• Instructions for the task: How many lines of the material below contain the string "flag"? Reply with the number alone.

• Given data:
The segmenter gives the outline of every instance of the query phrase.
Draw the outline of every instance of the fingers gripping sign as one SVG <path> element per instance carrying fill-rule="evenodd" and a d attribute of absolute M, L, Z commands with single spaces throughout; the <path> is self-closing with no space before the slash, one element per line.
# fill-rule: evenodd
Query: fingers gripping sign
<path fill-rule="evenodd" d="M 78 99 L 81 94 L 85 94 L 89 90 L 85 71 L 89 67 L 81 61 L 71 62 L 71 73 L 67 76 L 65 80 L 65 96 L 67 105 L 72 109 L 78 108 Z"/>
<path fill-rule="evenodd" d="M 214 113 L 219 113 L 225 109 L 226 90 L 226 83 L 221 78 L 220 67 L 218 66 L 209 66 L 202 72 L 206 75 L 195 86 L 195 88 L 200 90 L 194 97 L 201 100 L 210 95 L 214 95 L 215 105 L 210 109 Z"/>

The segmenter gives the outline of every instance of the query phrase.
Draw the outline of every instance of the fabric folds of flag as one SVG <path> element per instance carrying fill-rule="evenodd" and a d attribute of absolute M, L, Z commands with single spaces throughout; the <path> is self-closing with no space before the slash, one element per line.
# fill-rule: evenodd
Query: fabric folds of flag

• Answer to the problem: 2